--- START Document ---

Many great writers have struggled with alcoholism yet
produced brilliant work while under the influence of the demon drink.
Dylan Thomas, Edgar Allan Poe, Norman Mailer, James Joyce,
Oscar Wilde, Ernest Hemingway, Truman Capote, Kingsley Amis, F. Scott
Fitzgerald… the list goes on and on and will continue to grow as long as there
are ideas to be transferred and relatively cheap alcohol on tap. And it’s not only
well known authors. Many a struggling writer has died, unpublished and
unfulfilled yet addicted to alcohol.
But why? Why would someone who obviously possessed such a
fertile imagination feel the need to dull it with a beer buzz? While I don’t
drink currently (thanks for that, Doctor) I've certainly had my fair share of
falling down moments in the past. It’s made me many things such as funny,
idiotic, ill, maudlin, confrontational and embarrassing but one thing that
drinking too much has never made me is more creative. There is no way that I
could write anything of any quality after a few beers. My thoughts become too
fleeting and random, and I become very repetitive. Probably most importantly my handwriting is
pretty bad at the best of times; when I’m drunk it becomes totally illegible
even to me.

--- END Document ---
--- START Record excerpts ---

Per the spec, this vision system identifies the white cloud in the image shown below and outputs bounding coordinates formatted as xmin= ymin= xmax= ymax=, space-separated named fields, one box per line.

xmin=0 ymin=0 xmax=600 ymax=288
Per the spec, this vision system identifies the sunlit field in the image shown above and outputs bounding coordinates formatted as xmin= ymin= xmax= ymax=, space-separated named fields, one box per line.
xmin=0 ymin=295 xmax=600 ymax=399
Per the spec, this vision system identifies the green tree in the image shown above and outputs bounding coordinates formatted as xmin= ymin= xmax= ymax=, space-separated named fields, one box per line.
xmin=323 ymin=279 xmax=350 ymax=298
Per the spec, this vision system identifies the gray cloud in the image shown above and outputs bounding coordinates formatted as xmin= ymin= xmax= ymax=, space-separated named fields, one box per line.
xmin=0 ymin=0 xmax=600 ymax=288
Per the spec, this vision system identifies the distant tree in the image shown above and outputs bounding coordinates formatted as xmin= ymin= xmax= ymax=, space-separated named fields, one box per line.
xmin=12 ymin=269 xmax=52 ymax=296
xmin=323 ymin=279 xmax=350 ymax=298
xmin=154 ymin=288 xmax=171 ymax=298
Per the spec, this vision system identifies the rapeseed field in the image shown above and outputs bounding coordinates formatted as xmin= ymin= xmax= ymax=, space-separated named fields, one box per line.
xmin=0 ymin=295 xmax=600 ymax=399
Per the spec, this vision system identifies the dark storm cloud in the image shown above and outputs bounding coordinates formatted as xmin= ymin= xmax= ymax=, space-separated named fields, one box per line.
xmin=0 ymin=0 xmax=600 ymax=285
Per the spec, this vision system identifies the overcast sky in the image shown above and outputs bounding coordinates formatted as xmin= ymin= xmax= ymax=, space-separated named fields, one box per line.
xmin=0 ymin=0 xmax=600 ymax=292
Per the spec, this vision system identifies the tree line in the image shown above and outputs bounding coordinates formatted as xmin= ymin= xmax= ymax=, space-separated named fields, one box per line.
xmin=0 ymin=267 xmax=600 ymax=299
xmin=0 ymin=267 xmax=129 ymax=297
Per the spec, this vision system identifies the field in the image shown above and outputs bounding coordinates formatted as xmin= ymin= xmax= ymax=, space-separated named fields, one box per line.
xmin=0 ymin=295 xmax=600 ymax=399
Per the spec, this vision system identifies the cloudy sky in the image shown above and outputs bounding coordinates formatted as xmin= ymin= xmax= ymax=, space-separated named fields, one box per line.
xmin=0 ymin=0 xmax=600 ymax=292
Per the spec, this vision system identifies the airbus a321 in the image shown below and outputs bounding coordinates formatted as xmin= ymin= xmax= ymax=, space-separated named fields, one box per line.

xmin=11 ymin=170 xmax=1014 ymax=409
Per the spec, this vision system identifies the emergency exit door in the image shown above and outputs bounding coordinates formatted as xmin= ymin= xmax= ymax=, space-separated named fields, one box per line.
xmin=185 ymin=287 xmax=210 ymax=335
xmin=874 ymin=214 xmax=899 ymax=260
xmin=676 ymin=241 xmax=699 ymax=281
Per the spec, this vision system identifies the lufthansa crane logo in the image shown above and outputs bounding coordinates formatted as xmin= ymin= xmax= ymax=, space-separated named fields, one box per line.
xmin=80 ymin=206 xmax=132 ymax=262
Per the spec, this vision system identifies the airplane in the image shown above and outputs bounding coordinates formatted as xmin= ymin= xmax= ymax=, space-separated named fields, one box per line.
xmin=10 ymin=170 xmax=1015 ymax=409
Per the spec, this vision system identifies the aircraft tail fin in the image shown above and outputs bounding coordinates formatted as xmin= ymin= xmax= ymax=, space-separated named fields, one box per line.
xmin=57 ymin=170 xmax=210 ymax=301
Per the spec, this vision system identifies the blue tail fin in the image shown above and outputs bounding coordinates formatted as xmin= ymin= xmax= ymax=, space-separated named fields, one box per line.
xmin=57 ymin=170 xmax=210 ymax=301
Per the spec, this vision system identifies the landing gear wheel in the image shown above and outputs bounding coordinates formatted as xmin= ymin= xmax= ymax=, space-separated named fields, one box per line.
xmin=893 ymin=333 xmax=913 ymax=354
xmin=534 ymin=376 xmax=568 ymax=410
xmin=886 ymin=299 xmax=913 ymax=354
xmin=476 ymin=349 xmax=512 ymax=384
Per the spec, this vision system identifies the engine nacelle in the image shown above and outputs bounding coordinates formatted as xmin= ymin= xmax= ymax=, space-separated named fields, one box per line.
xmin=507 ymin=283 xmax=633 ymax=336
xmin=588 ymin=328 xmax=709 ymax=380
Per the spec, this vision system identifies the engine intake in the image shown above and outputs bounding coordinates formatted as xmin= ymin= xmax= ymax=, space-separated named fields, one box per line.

--- END Record excerpts ---

__Instructions__
**a.** In the piece on writers and alcohol, what happens to the writer's handwriting when drunk?
**b.** Update the entries starting at the line that has "Per the spec, this vision system identifies the engine nacelle" and stopping after the line that has "xmin=588 ymin=328 xmax=709 ymax=380" by replacing "engine nacelle" with "engine cowling", keeping everything else the same. Return only those lines.

__Answers to the problems__
**a.** It becomes totally illegible, even to the writer.

**b.**
Per the spec, this vision system identifies the engine cowling in the image shown above and outputs bounding coordinates formatted as xmin= ymin= xmax= ymax=, space-separated named fields, one box per line.
xmin=507 ymin=283 xmax=633 ymax=336
xmin=588 ymin=328 xmax=709 ymax=380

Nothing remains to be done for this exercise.